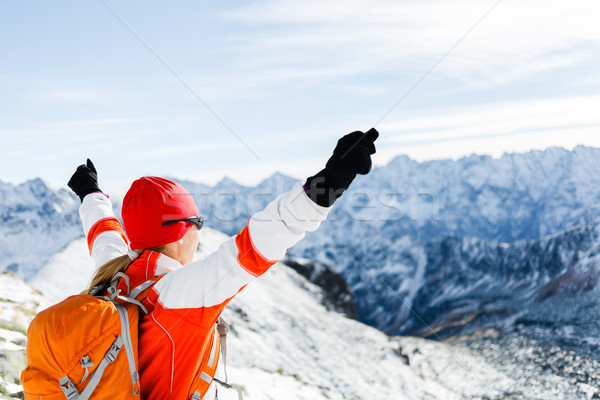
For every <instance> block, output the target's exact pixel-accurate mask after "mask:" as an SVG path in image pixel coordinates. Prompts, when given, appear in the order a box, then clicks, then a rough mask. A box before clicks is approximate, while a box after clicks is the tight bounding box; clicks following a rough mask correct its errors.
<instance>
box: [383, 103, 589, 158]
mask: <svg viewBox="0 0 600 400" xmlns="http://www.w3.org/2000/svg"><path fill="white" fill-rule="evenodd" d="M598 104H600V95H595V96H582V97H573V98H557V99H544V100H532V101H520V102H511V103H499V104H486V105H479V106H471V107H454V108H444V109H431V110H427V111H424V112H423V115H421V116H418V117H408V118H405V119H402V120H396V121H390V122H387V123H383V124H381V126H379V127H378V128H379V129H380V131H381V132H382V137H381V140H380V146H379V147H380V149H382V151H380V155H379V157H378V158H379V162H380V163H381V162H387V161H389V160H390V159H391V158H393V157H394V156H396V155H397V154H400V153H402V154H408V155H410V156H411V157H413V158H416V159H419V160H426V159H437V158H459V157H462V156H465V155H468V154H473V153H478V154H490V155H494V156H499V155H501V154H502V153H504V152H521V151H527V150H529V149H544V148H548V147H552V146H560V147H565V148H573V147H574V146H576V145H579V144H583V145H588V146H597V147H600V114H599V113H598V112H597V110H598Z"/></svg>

...

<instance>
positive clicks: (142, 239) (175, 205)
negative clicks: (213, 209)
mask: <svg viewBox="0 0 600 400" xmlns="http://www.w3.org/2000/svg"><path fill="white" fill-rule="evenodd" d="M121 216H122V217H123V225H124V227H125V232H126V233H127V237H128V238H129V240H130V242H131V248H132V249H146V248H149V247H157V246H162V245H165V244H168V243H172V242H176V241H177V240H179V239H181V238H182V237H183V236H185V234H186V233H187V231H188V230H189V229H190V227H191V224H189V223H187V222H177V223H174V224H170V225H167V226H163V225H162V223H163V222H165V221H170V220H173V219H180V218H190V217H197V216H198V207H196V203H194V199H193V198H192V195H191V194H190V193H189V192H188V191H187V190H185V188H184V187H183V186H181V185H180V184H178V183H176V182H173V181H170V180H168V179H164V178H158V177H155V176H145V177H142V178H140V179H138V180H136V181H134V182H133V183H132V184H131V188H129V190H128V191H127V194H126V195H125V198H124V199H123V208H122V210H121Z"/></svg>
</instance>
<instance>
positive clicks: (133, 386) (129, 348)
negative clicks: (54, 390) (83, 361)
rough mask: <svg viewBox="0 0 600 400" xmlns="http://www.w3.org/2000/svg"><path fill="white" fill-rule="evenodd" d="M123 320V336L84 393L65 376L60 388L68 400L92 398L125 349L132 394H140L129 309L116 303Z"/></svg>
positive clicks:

--

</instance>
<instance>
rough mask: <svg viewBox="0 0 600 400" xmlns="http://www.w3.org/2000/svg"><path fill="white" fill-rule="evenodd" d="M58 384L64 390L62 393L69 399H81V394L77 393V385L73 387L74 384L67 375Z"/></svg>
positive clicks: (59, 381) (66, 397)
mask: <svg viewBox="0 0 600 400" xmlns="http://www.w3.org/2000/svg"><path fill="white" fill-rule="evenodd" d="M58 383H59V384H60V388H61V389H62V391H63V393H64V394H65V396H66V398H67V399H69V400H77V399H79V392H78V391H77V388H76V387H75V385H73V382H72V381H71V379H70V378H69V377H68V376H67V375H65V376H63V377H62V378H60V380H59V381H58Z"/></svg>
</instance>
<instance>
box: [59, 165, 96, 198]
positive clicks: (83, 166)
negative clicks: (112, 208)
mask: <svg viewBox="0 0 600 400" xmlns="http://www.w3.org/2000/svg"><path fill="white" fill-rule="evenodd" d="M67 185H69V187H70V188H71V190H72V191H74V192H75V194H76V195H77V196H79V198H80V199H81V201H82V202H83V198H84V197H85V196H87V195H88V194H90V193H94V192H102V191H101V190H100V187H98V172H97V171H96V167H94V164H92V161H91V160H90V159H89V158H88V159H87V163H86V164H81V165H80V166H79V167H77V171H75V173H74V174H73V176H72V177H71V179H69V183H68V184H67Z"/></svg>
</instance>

What to work on:
Gather each line in the items above that contains the word "negative", and copy every such line in full.

The completed task:
negative clicks: (213, 209)
negative clicks: (54, 390) (83, 361)
negative clicks: (112, 208)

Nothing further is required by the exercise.